(SELECTED PASSAGE):
= = =

By Inal Ersan and Lin Noueihed
Central bank says link between increases in discount rate and inflation weak.
Kuwait's central bank governor has blamed increases in government spending and imported inflation for record price rises, and said inflationary pressure could not be eased through monetary policy alone.
Sheikh Salem Abdul-Aziz Al-Sabah said in remarks published on Monday that rising inflation in the Middle East's fourth-largest oil-exporter requires caution, but the link between discount rate moves and price levels had proven weak.
"The rise that inflation rates have witnessed in Kuwait in the recent period requires caution and taking the necessary policy and measures maintain relative stability in the general level of local prices," he told Al-Rai newspaper.
"Studies carried out by the central bank reveal that the link between the central bank's increases in the discount rate and increases in average inflation is weak."
Gulf Arab states are struggling to control soaring inflation as higher oil prices spur rapid economic growth, at a time when the US is cutting interest rates to stimulate its economy amid fears of a looming recession.
The Kuwaiti comments come a day after Oman's central bank governor said his country would sell more certificates of deposit and may again raise the portion of deposits banks cannot lend in an effort to control inflation that is still likely to accelerate this year.

= = =

(SET TASK A): Locate each line of the records that contains the string "cloud" and copy those lines.

(DATA ENTRIES):
= = =

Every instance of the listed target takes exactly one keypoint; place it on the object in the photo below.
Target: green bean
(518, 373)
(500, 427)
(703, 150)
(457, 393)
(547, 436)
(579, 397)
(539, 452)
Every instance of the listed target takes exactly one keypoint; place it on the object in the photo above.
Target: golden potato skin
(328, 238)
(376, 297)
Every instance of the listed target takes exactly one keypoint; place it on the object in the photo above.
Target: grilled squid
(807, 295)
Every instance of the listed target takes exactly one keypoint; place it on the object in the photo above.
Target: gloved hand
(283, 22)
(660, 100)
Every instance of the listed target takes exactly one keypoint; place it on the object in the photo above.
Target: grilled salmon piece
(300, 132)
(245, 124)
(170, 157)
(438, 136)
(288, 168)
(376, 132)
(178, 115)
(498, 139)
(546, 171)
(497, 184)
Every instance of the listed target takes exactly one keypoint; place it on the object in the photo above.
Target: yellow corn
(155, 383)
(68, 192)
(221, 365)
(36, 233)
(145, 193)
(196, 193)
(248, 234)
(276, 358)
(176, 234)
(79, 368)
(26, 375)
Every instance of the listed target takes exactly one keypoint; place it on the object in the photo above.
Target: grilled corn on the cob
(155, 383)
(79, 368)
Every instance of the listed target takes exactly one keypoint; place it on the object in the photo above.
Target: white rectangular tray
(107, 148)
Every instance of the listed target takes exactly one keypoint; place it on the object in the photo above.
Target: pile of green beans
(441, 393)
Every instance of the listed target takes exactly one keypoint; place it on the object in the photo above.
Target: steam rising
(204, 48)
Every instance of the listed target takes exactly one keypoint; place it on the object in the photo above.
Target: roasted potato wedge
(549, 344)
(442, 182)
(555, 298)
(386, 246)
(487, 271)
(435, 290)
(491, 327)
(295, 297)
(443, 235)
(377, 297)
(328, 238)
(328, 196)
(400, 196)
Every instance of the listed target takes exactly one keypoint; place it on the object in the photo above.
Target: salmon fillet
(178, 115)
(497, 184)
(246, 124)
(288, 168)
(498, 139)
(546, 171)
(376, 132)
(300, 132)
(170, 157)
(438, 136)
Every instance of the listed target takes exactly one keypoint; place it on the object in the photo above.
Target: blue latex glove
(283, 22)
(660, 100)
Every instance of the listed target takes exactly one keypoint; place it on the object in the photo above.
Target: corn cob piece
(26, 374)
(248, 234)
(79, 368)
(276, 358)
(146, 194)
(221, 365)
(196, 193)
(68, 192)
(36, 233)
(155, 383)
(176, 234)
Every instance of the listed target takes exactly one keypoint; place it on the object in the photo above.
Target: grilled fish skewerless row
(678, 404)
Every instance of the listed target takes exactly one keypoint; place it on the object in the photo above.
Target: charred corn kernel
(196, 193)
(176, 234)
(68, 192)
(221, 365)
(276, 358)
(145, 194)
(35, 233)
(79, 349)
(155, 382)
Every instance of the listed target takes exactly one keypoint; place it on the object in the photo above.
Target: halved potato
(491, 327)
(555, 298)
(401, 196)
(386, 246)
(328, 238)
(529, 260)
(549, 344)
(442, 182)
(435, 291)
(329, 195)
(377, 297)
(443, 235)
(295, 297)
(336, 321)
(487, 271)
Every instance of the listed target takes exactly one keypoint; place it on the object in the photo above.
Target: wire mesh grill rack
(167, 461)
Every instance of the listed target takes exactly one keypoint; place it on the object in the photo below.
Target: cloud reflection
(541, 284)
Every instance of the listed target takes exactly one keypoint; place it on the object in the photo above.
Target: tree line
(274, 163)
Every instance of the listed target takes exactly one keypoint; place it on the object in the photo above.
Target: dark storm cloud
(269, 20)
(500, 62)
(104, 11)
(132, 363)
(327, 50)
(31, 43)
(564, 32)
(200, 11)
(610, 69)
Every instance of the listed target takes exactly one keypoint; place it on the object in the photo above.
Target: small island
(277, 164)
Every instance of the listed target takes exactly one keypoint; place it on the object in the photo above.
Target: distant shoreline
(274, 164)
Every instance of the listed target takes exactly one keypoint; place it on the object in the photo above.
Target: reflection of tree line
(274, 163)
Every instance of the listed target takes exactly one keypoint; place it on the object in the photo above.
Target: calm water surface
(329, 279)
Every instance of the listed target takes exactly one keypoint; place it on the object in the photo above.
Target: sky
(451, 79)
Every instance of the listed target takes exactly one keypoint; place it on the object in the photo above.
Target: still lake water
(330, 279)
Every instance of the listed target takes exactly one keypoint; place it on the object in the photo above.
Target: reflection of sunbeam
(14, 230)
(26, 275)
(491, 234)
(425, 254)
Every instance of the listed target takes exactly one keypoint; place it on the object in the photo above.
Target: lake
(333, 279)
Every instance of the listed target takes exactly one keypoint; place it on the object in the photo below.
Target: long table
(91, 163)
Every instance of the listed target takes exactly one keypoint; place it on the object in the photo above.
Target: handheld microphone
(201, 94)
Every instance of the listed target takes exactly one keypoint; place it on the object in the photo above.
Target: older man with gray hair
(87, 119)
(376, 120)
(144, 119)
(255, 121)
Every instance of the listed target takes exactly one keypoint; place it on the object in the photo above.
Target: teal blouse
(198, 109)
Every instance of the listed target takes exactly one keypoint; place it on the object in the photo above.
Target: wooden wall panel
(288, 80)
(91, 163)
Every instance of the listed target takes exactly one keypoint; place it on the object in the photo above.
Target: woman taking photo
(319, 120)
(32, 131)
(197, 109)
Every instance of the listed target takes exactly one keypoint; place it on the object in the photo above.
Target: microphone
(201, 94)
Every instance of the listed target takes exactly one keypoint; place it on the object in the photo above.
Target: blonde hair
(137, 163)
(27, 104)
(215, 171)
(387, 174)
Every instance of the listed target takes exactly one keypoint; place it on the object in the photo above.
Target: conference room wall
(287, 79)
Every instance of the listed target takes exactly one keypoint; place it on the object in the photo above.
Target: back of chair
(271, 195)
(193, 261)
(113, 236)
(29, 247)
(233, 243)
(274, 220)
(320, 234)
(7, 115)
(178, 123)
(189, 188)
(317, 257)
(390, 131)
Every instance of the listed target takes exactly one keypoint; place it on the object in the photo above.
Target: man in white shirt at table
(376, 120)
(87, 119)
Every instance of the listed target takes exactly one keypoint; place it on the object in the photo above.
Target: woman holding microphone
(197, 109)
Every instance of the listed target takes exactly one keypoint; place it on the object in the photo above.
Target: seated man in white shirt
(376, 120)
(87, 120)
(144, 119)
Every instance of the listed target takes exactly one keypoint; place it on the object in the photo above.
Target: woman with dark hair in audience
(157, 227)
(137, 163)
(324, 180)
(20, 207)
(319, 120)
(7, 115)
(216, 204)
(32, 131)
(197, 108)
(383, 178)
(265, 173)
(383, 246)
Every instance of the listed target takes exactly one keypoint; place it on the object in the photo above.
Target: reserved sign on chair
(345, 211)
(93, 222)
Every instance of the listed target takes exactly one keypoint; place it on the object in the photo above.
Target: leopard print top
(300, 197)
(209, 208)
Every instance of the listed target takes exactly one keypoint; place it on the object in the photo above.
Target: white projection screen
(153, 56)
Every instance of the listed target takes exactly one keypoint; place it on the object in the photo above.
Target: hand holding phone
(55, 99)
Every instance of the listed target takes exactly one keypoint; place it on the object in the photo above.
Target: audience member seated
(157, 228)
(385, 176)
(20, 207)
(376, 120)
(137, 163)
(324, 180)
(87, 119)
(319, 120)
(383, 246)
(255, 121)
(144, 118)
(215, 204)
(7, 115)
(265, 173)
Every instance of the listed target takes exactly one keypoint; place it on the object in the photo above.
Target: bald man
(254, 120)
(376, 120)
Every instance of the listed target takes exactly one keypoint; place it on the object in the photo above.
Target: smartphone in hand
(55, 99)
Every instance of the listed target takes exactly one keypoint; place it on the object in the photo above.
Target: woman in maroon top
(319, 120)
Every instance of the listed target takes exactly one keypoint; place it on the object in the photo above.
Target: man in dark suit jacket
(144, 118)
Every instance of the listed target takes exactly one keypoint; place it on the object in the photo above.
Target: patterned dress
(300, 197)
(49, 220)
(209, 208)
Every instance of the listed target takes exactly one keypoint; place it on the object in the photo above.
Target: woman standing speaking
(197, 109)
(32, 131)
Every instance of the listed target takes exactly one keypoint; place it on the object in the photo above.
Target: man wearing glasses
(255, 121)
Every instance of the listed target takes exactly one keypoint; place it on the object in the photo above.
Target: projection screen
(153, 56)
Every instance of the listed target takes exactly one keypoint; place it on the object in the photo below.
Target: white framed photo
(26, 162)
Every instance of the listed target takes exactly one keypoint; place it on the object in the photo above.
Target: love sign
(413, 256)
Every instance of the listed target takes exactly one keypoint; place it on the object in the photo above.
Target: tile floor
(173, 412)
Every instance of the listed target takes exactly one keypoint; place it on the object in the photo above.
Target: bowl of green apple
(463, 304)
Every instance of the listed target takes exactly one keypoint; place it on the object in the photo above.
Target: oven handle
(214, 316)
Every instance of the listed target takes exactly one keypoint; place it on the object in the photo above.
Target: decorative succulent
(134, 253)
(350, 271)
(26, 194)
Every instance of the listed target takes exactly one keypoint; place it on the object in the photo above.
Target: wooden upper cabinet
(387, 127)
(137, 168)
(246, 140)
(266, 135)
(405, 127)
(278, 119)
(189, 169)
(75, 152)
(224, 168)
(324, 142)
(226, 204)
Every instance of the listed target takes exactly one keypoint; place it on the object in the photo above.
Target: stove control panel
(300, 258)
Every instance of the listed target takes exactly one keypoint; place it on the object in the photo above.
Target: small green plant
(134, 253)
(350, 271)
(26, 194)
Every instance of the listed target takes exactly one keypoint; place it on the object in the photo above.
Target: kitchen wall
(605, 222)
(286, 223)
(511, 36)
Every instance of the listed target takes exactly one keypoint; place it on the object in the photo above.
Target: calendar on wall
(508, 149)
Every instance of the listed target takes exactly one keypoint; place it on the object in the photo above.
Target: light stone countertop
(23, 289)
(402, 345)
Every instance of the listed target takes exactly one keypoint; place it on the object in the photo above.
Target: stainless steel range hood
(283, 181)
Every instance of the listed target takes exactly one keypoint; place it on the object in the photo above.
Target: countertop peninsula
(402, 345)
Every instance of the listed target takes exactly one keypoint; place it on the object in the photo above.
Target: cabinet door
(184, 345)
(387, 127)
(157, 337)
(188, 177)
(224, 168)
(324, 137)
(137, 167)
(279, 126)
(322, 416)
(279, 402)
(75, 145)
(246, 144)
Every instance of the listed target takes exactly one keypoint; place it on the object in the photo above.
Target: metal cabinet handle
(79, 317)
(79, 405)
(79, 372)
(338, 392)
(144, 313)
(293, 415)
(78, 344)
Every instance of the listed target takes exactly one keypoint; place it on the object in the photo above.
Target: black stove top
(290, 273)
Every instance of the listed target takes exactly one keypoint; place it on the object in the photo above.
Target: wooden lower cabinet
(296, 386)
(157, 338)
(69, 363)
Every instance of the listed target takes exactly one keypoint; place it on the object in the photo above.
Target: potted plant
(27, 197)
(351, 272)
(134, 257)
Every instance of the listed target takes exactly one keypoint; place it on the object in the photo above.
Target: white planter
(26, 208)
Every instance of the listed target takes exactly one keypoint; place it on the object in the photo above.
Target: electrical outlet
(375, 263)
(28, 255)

= = =

(SET TASK B): Using the article on Kuwait's inflation, state whether each claim agrees with it, answering yes or no and quoting the words that settle it: (i) the governor said inflationary pressure could be eased through monetary policy alone; (ii) Kuwait is described as the Middle East's fourth-largest oil exporter; (iii) Oman's central bank governor said his country would sell more certificates of deposit.

(TASK RESPONSE A):
Target: cloud reflection
Target: dark storm cloud

(TASK RESPONSE B):
(i) No: "inflationary pressure could not be eased through monetary policy alone."
(ii) Yes: "the Middle East's fourth-largest oil-exporter."
(iii) Yes: "his country would sell more certificates of deposit."